» **WRITTEN INSTRUCTION**:
Express the entries from the line containing "like x=19, y=83." through the line containing "x=39, y=196" as a JSON list of strings, one string per line and with blank lines left out.
## Begin RECORDS PROVIDED
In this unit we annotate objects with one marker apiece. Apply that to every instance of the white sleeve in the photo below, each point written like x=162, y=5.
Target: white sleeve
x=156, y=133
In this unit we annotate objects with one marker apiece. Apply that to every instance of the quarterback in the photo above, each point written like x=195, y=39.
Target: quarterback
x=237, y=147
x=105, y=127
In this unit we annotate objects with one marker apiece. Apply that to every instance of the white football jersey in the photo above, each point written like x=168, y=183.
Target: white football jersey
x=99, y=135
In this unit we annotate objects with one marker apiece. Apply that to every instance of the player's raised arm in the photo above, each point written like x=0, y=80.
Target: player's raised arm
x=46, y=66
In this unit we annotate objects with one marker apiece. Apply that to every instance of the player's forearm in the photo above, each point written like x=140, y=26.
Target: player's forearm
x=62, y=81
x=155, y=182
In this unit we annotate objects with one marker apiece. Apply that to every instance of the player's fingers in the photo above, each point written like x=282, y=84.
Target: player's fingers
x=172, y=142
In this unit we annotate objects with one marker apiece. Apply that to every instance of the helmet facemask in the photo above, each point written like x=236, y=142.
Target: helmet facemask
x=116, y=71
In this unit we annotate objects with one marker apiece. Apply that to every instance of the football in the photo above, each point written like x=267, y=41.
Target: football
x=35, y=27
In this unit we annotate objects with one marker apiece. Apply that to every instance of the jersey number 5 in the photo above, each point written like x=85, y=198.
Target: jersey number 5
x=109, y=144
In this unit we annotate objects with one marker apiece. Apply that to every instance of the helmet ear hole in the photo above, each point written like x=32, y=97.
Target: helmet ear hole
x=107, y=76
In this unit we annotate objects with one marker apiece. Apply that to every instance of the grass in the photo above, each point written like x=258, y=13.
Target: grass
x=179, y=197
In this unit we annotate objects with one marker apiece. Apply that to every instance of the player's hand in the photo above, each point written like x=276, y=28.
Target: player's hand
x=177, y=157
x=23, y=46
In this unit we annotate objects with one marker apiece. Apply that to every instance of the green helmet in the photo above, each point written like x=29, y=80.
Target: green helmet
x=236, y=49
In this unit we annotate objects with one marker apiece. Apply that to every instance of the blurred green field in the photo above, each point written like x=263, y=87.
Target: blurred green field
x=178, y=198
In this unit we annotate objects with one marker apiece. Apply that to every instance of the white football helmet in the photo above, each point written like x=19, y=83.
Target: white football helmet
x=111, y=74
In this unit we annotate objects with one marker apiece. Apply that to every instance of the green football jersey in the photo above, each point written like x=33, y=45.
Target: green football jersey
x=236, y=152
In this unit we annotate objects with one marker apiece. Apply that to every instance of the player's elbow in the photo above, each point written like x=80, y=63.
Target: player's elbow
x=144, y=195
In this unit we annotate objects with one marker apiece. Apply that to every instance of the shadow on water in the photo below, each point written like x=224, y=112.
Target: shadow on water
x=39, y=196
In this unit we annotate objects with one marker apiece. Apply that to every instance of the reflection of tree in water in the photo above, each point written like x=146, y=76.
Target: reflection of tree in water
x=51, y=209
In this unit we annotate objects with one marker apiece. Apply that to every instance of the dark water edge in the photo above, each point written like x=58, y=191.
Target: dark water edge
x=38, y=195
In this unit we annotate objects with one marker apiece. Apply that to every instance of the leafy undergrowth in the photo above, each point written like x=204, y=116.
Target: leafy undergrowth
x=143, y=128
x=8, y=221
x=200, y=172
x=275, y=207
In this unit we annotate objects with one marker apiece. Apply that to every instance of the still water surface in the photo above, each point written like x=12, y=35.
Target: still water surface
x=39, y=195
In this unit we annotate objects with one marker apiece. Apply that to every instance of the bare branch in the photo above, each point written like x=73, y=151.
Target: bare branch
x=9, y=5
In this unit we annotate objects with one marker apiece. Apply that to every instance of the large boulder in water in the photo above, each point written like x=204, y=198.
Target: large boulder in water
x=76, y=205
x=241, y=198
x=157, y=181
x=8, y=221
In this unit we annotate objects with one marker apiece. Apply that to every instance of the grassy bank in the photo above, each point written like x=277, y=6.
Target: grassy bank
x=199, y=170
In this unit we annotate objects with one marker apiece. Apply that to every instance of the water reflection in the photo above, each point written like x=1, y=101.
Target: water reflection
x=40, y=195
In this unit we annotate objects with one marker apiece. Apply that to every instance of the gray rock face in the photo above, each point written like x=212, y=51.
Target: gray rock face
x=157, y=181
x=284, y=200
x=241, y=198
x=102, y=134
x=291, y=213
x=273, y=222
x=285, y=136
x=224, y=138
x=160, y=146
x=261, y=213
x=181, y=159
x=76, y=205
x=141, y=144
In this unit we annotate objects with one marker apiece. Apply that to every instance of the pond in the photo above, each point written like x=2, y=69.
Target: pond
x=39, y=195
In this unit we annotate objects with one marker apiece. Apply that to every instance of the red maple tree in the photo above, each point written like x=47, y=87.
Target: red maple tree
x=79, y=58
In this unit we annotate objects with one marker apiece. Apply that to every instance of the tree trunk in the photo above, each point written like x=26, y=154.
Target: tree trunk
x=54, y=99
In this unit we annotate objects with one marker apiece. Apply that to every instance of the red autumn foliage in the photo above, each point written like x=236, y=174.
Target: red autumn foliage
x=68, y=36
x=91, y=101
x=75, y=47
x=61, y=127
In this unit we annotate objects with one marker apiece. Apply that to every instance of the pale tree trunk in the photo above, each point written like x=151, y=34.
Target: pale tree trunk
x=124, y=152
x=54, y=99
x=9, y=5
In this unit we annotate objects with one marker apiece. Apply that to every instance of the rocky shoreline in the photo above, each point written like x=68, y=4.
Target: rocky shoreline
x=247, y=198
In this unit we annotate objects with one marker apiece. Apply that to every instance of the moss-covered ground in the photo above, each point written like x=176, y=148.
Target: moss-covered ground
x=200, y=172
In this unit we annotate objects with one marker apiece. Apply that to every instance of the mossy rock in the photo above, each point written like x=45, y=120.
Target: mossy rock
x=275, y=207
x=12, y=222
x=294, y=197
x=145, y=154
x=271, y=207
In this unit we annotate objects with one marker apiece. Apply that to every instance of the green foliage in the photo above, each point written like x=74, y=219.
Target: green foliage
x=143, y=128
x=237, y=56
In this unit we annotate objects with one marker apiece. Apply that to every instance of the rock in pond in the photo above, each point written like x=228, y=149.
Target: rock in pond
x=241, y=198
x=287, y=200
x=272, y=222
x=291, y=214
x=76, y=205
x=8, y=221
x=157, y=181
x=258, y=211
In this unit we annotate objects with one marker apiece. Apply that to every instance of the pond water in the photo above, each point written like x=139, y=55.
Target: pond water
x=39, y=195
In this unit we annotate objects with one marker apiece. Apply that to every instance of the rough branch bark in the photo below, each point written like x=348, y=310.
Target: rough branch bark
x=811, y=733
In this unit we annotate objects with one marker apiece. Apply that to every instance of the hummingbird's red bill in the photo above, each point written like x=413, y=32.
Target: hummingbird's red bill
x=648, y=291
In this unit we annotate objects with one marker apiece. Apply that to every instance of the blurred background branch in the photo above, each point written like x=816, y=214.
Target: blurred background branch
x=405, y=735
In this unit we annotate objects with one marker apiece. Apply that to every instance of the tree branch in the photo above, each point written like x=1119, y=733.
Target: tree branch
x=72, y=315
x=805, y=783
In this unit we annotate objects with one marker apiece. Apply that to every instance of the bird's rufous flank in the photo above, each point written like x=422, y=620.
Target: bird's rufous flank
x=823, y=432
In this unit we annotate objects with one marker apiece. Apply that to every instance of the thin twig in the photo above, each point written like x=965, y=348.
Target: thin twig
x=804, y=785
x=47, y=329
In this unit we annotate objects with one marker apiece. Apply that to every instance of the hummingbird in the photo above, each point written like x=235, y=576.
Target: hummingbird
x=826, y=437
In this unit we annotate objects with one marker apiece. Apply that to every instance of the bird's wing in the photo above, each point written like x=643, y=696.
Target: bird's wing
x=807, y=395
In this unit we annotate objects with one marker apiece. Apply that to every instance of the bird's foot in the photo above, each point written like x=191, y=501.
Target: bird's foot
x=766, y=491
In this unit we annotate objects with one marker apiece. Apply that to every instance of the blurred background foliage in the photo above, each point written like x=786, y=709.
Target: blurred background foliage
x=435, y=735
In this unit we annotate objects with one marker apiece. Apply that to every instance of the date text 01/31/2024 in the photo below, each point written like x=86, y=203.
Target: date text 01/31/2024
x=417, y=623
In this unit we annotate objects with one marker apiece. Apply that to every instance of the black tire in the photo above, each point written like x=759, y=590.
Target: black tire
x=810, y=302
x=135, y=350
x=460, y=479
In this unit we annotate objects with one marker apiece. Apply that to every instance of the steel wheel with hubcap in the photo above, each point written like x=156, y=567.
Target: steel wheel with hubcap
## End RECORDS PROVIDED
» **TASK ANSWER**:
[
  "In this unit we annotate objects with one marker apiece. Apply that to every instance of the white football helmet in the photo above, each point written like x=19, y=83.",
  "Target: white football helmet",
  "x=111, y=74",
  "In this unit we annotate objects with one marker apiece. Apply that to every instance of the green football jersey in the photo above, each point written like x=33, y=45.",
  "Target: green football jersey",
  "x=236, y=152",
  "In this unit we annotate objects with one marker apiece. Apply that to every instance of the player's elbow in the photo above, each point written like x=80, y=63.",
  "Target: player's elbow",
  "x=144, y=195",
  "In this unit we annotate objects with one marker apiece. Apply that to every instance of the shadow on water in the photo below, each point written like x=224, y=112.",
  "Target: shadow on water",
  "x=39, y=196"
]